With all images omitted, write out the records word for word.

(Provided records Opens)

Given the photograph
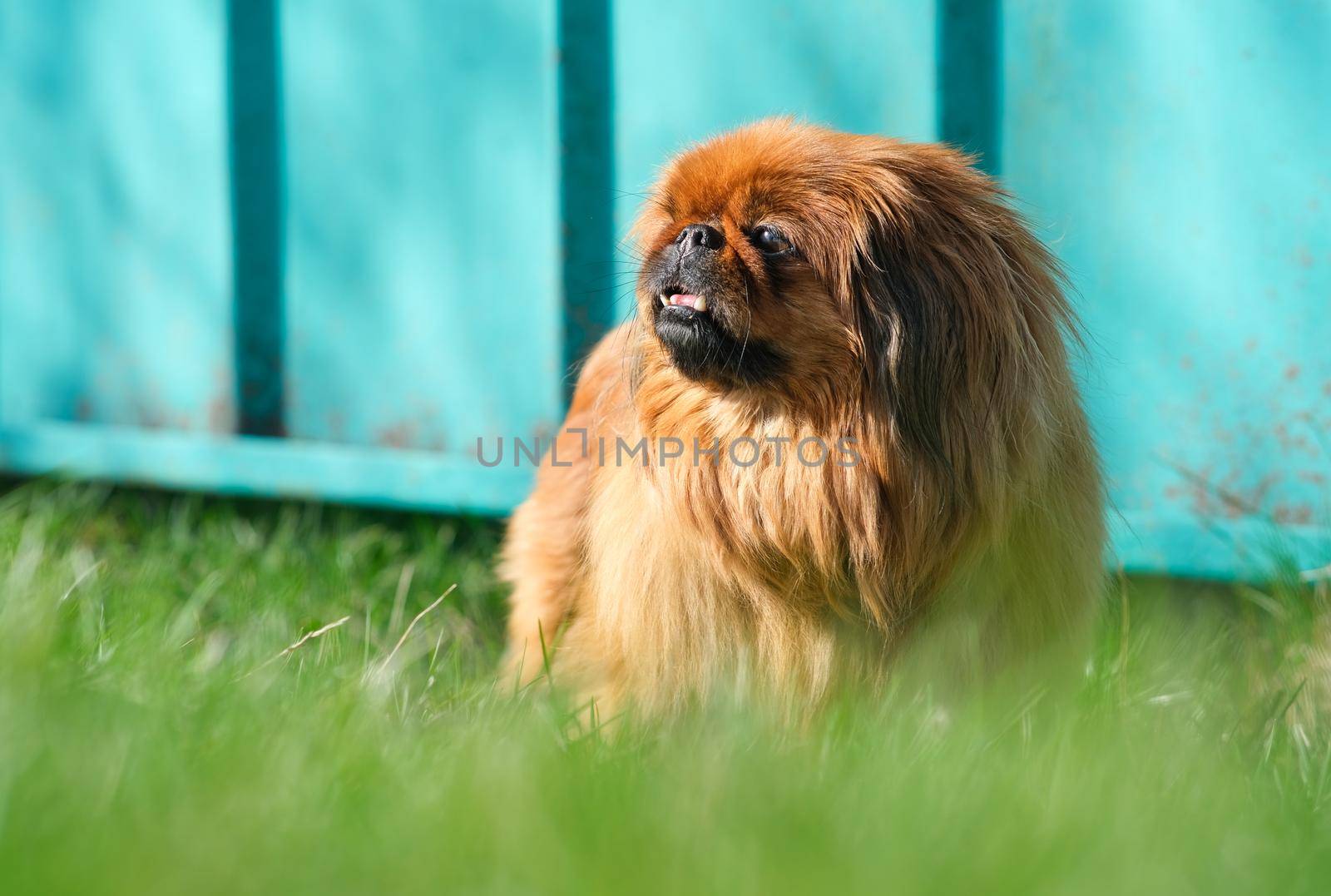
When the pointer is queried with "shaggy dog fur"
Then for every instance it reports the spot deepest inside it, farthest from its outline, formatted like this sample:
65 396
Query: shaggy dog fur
856 288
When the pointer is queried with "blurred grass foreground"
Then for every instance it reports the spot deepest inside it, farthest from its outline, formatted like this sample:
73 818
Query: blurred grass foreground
200 696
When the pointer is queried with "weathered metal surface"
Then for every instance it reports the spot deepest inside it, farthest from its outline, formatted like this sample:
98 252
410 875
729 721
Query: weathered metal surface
410 210
1178 157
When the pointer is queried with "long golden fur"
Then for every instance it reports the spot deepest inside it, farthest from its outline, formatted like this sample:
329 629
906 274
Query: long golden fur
903 305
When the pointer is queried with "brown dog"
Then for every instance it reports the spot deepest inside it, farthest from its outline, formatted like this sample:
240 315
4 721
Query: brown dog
844 408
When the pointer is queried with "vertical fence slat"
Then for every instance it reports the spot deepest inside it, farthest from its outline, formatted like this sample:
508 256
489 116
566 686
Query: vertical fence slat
587 175
255 106
969 77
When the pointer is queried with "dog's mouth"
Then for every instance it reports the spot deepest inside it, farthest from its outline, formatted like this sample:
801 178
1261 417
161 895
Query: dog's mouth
685 304
692 328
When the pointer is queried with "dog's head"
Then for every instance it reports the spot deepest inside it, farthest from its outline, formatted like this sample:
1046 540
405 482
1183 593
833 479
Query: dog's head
854 273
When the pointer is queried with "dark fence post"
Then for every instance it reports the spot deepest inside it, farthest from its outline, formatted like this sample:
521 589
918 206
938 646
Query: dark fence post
586 175
969 72
255 110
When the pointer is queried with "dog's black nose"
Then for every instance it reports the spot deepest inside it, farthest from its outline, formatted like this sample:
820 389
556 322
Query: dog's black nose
699 236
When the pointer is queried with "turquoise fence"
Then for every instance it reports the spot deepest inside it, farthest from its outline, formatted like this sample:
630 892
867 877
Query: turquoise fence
319 246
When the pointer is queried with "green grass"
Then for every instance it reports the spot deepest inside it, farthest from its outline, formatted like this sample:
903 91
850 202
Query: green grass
155 739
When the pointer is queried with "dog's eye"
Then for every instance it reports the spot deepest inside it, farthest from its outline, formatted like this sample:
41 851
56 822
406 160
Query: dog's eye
769 240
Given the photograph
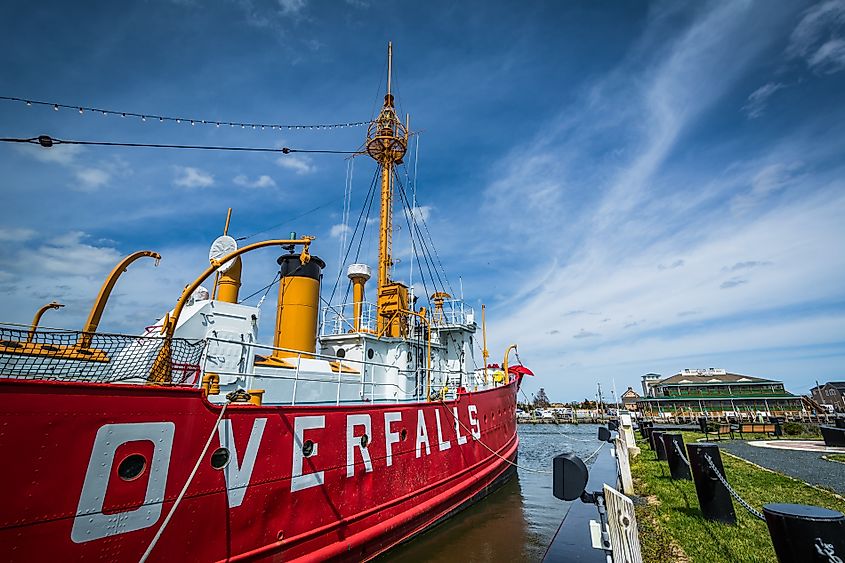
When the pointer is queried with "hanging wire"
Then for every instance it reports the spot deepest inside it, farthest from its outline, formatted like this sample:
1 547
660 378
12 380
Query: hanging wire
192 120
368 200
294 218
265 289
47 141
427 253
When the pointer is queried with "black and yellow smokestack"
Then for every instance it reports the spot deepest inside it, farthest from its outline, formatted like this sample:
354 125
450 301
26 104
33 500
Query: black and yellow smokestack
230 282
298 307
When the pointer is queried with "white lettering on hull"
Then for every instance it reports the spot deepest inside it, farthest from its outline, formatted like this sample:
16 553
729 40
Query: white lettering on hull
475 428
298 480
90 523
390 437
352 442
461 439
422 434
440 443
238 475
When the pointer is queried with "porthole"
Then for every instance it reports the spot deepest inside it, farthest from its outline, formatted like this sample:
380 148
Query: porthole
220 458
131 467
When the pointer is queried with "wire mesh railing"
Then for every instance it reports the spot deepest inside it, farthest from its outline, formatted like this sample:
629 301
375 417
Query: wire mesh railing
62 355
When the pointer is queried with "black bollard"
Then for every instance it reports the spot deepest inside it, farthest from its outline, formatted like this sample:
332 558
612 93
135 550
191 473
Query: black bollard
649 438
677 467
805 533
713 498
777 421
659 447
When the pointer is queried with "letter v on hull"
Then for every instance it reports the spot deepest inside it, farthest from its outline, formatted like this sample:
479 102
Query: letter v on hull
237 474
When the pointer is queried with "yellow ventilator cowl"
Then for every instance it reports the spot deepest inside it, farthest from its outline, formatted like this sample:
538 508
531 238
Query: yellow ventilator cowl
298 306
230 282
359 274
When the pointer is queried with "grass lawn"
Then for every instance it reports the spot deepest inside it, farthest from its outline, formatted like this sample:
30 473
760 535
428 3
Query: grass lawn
671 519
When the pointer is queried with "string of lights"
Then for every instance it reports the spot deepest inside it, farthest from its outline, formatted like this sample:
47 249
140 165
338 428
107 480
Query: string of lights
47 141
193 121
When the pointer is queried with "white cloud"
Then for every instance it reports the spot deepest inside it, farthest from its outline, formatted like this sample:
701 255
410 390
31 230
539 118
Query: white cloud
69 254
291 7
829 58
90 179
299 164
13 234
756 104
422 212
57 154
190 177
262 181
338 230
818 37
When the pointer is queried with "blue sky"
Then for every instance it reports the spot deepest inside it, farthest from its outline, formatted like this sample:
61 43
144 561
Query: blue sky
630 187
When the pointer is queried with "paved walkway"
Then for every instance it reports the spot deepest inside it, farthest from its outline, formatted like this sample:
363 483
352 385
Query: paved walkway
806 466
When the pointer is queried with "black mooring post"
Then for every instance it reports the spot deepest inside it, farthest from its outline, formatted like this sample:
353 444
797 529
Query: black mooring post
677 467
659 448
713 498
805 533
648 436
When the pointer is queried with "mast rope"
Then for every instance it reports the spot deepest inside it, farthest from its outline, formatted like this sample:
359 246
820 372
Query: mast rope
368 197
184 490
47 141
429 262
294 218
267 287
193 121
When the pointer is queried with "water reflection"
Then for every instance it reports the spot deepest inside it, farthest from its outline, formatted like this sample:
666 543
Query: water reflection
516 522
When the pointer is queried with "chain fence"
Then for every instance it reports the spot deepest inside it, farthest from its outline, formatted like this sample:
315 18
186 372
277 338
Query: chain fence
681 453
734 494
95 357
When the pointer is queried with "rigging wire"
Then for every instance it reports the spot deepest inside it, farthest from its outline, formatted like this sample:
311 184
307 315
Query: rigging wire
46 141
367 198
192 120
427 254
294 218
344 222
267 287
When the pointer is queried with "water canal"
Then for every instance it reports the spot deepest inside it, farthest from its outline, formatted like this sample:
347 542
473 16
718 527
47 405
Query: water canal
517 522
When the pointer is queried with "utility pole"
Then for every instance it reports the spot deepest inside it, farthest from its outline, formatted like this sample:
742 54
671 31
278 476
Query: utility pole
601 410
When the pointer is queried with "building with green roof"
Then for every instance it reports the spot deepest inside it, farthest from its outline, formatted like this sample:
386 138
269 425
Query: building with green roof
716 393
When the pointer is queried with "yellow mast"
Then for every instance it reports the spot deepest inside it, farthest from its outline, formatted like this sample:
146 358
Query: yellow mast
387 141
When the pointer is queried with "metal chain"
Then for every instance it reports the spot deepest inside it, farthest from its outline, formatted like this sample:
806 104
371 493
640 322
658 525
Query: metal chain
681 453
594 454
730 489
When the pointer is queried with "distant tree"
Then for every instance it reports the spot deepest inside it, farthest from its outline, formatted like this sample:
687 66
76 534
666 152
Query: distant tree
540 399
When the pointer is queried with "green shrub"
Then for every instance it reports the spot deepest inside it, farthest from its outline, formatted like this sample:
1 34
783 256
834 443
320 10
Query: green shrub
793 428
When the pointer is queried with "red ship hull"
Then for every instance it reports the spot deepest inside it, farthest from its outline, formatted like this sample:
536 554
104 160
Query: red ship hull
350 499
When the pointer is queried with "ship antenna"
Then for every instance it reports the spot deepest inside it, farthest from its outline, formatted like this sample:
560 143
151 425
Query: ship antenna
387 142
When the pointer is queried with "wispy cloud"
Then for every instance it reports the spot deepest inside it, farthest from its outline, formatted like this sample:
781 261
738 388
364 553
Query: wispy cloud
263 181
190 177
12 234
91 179
819 38
299 164
338 230
757 100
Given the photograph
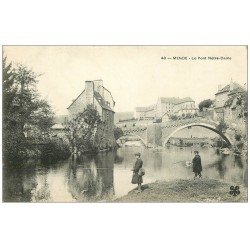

(Provided records Closes)

Answer to the exercise
Given the photograph
When the pointer is queried with "shaggy dog fur"
Then for every instance it reports the spot deepest inside it, farthest from its outline, formatted like this sample:
65 396
Query: shaggy dog fur
856 288
When the pointer is queried with "blurred grass foreground"
Then for every instance it reports the spot deepest inside it, farthest from its outline, formatted like this sample:
73 818
Query: blurred grass foreground
200 696
When the pointer is queried with "weathered metal surface"
Then for every instance it reports the spot deepest inside it, farthest from its outline, formatted like this sample:
98 252
410 875
729 721
Query: weathered metal surface
410 210
1178 157
When the pointer is queried with "long golden fur"
Then for every instance it reports the spot deepest inside it, farthest from its outline, formatted like this sample:
329 629
906 274
Query: long golden fur
903 305
When the pointer is queried with "brown dog"
Then for every instance it reports the spot deepest inside it, farthest from its outline, formatted like this sample:
240 315
4 721
Query: brown dog
844 408
When the pointer is queried with "vertical fence slat"
Then for every instance it reports the spot deepest inside it, farthest from its outline, formatted like this sample:
508 256
489 116
566 686
Query: vertical fence slat
587 175
255 106
969 77
When the pointer is queried with "dog's mouth"
Then for every instance it reports the spot deepest inside it, farthest from its outline, formatted like this sample:
801 178
1261 417
161 895
Query: dog's mouth
685 304
692 328
When the pointer is queried with "dog's head"
Then for every instance it reports the spot deepest inside it, farthest from its outline, formatted like this sample:
1046 540
405 482
1183 593
833 479
Query: dog's head
854 273
When the pointer is queried with "dark fence post"
Then for every instance it reports the spot deepest inside it, farthest from its outline, formatted like this sample:
521 589
918 206
938 646
Query: dark fence post
586 175
969 72
255 110
When the pointer is queried with "dog's black nose"
Then for every instance it reports the spot deepest inside it, farthest from its outline, formatted like this sample:
820 389
556 322
Query: dog's black nose
699 236
When the pointer is queried with "turquoise fence"
Then for every instance it reports the spot deepest inside it, farthest from its outline, formatted like this sample:
630 892
867 877
Query: turquoise fence
319 246
When the pointer is queried with "green grass"
Then for every instance it reports the spot deepest inside it, farthest from its outline, formatted like this sample:
903 91
850 202
Query: green grass
155 739
When the pointer is queried with "dog's eye"
Then for every instance it reports the spot deepest inside it, farthest from its outline, formatted like this sample:
41 851
56 822
406 160
Query: dog's eye
769 240
Given the photograph
When the pointer is queried with "hanging wire"
Then for every instance it reports the spot deepest inside it, farthest from its outline, formatted like this sample:
1 547
660 378
12 380
Query: hanging wire
192 120
368 200
294 218
265 289
47 141
427 253
When the pointer is queried with "black and yellow smokestack"
Then for every instance it reports the spot deepest inside it, farthest from its outline, formatted like this sample:
354 125
450 301
26 104
33 500
Query: black and yellow smokestack
230 282
298 307
When the pointer is queried with "white lettering on hull"
Then for every instance it reports the spot deepest inside it, farthest from its outline, formatted like this sample:
16 553
729 40
Query: white lettering on hull
475 428
298 480
90 523
390 437
352 442
461 439
422 434
440 443
238 475
When the pointer is queried with "porthole"
Then for every instance it reports the spot deepest inside it, farthest from its outline, formatted like this sample:
380 148
Query: porthole
220 458
131 467
When the pointer is queried with "wire mesh railing"
Then for every instance it reports the spot deepest inside it, farthest from its outline, formatted like this sample:
629 301
375 417
Query: wire mesh railing
62 355
When the pointer is queried with "black bollard"
Then for every instance it reports the spot deepest inside it, farthest from its outline, formatted like this sample:
332 558
612 93
135 550
191 473
Query: black bollard
649 438
677 467
805 533
713 498
777 421
659 447
When the pointer is queried with "letter v on hull"
Then for every instance it reports the spot deepest inside it, farthest from its outline, formatted like this sample:
479 102
Query: letter v on hull
237 474
When the pointer is queried with "yellow ventilator cowl"
Then for every instance it reports the spot deepest inside it, farthest from its outline, formatted like this sample:
538 508
531 238
Query: yellow ventilator cowl
298 306
230 282
359 274
When the pointer is queried with "grass lawn"
Then for every instance it reports the spot deepest inside it, farthest from its outline, formatted like this sample:
30 473
760 535
428 3
Query: grass lawn
671 519
When the pointer is queried with "string of lights"
Then for every instance it reports the spot deepest inside it, farthest from its outline, formatted like this sample:
47 249
140 165
338 428
107 480
Query: string of lights
47 141
193 121
When the pointer is queried with "white cloud"
Then for every instance it reports the spot deepest inside it, farthest from its outline, formatted like this sample:
701 255
410 390
31 230
539 118
Query: white cloud
69 254
291 7
829 58
90 179
299 164
13 234
756 104
422 212
57 154
190 177
262 181
338 230
818 37
When the pointer is queried with "blue sky"
Then for every instance it reports the spot deepest inside it, farthest from its outline, formatted like this sample:
61 43
144 561
Query: blue sky
630 187
When the pointer is queried with "paved walkway"
Then for every instance it reports the spot deepest inside it, farthest from its outline, formatted like this sample:
363 483
352 385
Query: paved walkway
806 466
When the pointer is queried with "black mooring post"
Then for every instance it reports the spot deepest inside it, farthest from its outline, formatted like this sample:
353 444
797 529
Query: black mooring post
677 467
659 448
713 498
805 533
648 436
When the pointer is queried with "mast rope"
Then for every instance it reports the spot deepest inside it, farthest from its outline, formatted like this sample:
359 246
820 372
Query: mast rope
368 197
184 490
47 141
429 262
294 218
267 287
193 121
When the pointer is queried with "water reflection"
Then for every instance it reports the spot deepest inside it, farthest from its outline, formatted like this sample:
666 543
Query: water reflection
516 522
When the pointer is queried with "chain fence"
Then for every instance it reports the spot deepest inside it, farthest from its outline, formatted like this sample:
315 18
186 372
277 338
Query: chain fence
681 453
734 494
95 357
When the pointer is queried with "rigging wire"
Then for every instance it reports the spot deepest inside it, farthest from its outline, formatted like this sample:
311 184
307 315
Query: rigging wire
46 141
367 198
192 120
427 254
294 218
344 222
267 287
When the pointer is queried with "water canal"
Then for every instance it reports the spot deepest inside it, farthest from its outline, formatted like this sample:
347 542
473 16
718 527
47 405
Query: water canal
517 522
When the pointer is queried with "utility pole"
Then for every instance it reports the spot deepest inside it, farthest from its outline, formatted like this sample:
742 54
671 31
278 476
Query: utility pole
601 410
When the pointer is queried with "building with green roof"
Then for every instance it reports the spot deepest inside it, farthest from its outline, formatted like this sample:
386 138
269 425
Query: building with green roof
716 393
When the pointer is queried with "yellow mast"
Then for every instance it reports the spot deepest inside it, farthest from its outline, formatted like this sample:
146 358
Query: yellow mast
387 141
When the pointer is queried with "metal chain"
Then for every instance it reports the spot deepest inside it, farthest from its outline, formatted like this sample:
806 104
371 493
640 322
658 525
Query: metal chain
681 453
594 454
730 489
When the pointer is queried with "distant tree"
Then for every instance it reports the spot deepest inside it, farthest from its outline, formatted like this sample:
687 66
76 534
666 152
Query: distant tree
540 399
When the pointer is queried with "green shrub"
Then for every instance it reports the spot deepest inside it, farthest from its outline, formatted like this sample:
1 34
783 256
834 443
320 10
Query: green shrub
793 428
When the pointer is queried with "red ship hull"
Then for every instance it reports the spot deepest inside it, farthest from its outline, formatted like this sample:
536 554
104 160
Query: red ship hull
350 499
When the pointer is queried with "ship antenna"
Then for every instance it reports the spot deepest inside it, farthest from its outline, formatted like this sample:
560 143
151 425
Query: ship antenna
387 142
When the pointer is queried with "wispy cloud"
Then for every instance it reports the spot deepest inside it, farthest from its outline, formatted like this sample:
781 261
738 388
364 553
Query: wispy cloud
263 181
190 177
12 234
91 179
819 38
299 164
338 230
757 100
Given the photograph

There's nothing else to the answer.